_Challenge_
Which lines of the material below contain the word "girl"? Pull out each of them and copy it in full.

_Records shown_
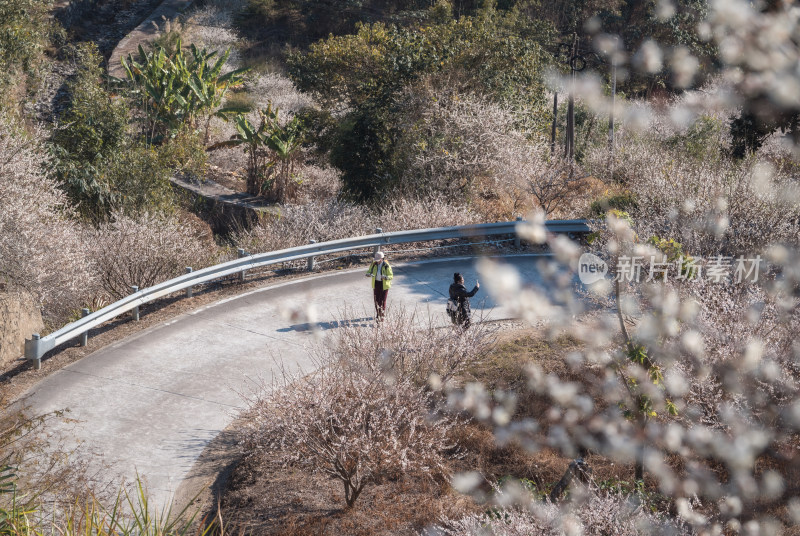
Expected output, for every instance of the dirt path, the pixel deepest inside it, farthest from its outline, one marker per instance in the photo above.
(169, 9)
(151, 403)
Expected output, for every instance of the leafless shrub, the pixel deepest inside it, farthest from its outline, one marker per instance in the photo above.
(318, 182)
(332, 219)
(452, 141)
(464, 145)
(409, 346)
(351, 425)
(297, 224)
(41, 246)
(595, 513)
(147, 249)
(710, 205)
(278, 89)
(421, 213)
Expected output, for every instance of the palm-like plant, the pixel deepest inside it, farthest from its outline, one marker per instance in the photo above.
(178, 89)
(268, 146)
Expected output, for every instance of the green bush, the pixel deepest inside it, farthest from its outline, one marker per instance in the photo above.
(94, 123)
(98, 164)
(368, 73)
(25, 31)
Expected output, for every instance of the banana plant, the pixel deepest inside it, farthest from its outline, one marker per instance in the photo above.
(285, 142)
(254, 141)
(175, 90)
(271, 149)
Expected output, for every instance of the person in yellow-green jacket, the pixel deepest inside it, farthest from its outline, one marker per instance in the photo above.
(381, 274)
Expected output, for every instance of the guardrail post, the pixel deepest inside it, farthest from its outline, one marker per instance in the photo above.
(135, 312)
(378, 247)
(311, 259)
(85, 335)
(32, 351)
(188, 289)
(242, 254)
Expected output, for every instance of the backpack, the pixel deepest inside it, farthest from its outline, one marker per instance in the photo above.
(452, 310)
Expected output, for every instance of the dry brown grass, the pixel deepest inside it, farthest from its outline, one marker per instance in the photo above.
(266, 496)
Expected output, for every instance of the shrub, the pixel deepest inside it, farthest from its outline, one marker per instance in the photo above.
(42, 249)
(598, 513)
(350, 423)
(25, 28)
(147, 249)
(710, 205)
(331, 219)
(366, 74)
(409, 347)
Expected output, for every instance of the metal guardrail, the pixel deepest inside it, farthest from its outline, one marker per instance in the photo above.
(37, 346)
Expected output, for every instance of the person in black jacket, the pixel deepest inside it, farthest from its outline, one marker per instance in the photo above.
(459, 294)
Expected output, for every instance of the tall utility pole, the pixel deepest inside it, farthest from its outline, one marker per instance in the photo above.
(569, 146)
(555, 119)
(613, 101)
(611, 114)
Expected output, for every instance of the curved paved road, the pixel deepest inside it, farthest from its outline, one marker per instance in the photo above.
(152, 402)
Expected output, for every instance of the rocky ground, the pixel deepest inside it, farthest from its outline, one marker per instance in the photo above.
(105, 23)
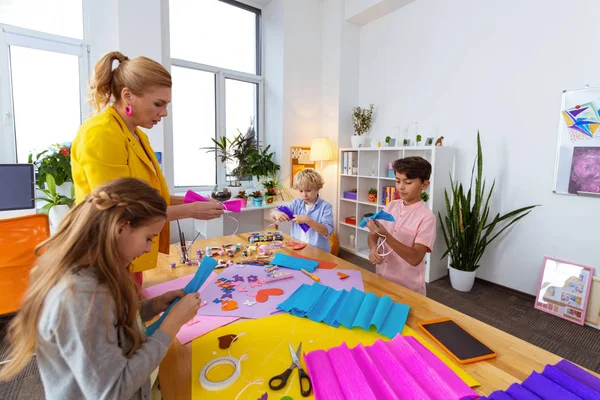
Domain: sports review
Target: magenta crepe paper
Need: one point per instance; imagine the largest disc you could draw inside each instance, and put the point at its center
(399, 369)
(394, 373)
(381, 388)
(430, 380)
(234, 205)
(352, 376)
(451, 379)
(326, 386)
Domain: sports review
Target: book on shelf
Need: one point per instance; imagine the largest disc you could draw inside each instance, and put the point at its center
(389, 196)
(350, 163)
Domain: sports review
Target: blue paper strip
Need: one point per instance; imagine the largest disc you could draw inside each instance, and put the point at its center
(290, 214)
(283, 260)
(202, 273)
(351, 309)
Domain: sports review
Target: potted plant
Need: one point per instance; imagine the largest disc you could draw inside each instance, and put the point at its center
(54, 161)
(361, 119)
(257, 198)
(260, 164)
(57, 206)
(372, 195)
(242, 196)
(468, 228)
(270, 190)
(221, 195)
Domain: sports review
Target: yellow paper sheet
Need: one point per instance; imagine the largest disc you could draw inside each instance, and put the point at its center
(266, 345)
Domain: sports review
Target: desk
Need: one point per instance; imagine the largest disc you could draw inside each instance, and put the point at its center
(515, 362)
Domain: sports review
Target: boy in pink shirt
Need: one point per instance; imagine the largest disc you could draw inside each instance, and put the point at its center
(398, 248)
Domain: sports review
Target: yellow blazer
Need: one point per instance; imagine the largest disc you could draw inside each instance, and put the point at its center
(103, 150)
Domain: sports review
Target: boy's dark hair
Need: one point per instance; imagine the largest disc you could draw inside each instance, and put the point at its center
(413, 168)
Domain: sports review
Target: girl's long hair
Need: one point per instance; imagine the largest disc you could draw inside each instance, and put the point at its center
(138, 74)
(87, 238)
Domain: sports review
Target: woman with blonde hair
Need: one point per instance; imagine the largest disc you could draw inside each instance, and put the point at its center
(81, 313)
(111, 145)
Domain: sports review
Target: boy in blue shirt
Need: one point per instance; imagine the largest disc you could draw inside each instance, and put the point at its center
(309, 209)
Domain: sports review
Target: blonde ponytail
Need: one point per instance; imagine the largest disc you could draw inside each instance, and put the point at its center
(138, 75)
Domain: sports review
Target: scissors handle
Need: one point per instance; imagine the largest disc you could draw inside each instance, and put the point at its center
(282, 379)
(304, 382)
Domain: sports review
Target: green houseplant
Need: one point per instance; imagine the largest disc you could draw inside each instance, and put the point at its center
(361, 119)
(270, 190)
(469, 228)
(57, 205)
(54, 161)
(235, 153)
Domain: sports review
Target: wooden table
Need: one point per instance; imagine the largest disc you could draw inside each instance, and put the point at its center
(516, 358)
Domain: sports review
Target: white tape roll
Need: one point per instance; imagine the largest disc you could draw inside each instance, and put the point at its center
(216, 386)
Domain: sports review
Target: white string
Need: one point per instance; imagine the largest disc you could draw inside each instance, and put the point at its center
(381, 244)
(229, 216)
(244, 356)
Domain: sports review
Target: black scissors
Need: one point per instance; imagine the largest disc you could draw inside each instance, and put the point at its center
(302, 376)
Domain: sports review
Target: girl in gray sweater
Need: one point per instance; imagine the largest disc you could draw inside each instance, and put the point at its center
(82, 314)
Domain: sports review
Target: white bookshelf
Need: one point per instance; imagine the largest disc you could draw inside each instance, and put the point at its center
(372, 171)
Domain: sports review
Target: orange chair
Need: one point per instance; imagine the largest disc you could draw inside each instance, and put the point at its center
(18, 239)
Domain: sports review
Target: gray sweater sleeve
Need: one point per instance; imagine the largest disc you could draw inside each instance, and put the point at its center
(87, 339)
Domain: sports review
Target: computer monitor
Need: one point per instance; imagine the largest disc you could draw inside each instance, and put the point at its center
(16, 187)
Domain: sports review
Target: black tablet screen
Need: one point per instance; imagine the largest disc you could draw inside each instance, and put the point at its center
(457, 340)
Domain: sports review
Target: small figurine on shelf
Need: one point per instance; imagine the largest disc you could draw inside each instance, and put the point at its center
(373, 195)
(257, 198)
(242, 196)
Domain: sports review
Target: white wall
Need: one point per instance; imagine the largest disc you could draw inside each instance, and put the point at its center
(498, 67)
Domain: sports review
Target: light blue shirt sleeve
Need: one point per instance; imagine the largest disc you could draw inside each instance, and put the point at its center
(322, 212)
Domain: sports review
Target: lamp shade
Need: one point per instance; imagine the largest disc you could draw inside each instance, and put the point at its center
(320, 149)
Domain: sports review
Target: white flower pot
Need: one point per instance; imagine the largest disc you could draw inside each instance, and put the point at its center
(65, 189)
(462, 280)
(57, 214)
(358, 141)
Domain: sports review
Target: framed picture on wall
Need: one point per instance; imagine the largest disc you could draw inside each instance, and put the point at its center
(299, 161)
(564, 289)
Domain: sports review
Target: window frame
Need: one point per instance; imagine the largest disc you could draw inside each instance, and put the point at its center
(23, 37)
(221, 74)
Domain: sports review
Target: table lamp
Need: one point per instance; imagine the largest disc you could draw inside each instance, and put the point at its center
(320, 150)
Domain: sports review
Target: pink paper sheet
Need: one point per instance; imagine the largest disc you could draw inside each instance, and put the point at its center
(206, 323)
(241, 273)
(399, 369)
(234, 205)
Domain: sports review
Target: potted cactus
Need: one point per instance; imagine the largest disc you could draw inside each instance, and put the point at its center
(257, 198)
(242, 196)
(373, 195)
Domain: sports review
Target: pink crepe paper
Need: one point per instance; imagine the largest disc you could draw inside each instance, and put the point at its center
(234, 205)
(399, 369)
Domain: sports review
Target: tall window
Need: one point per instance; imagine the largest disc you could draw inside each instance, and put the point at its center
(217, 84)
(43, 75)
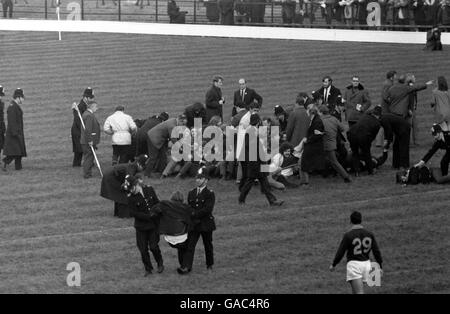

_Task response_
Target: girl's long hair
Target: girl in gray sweater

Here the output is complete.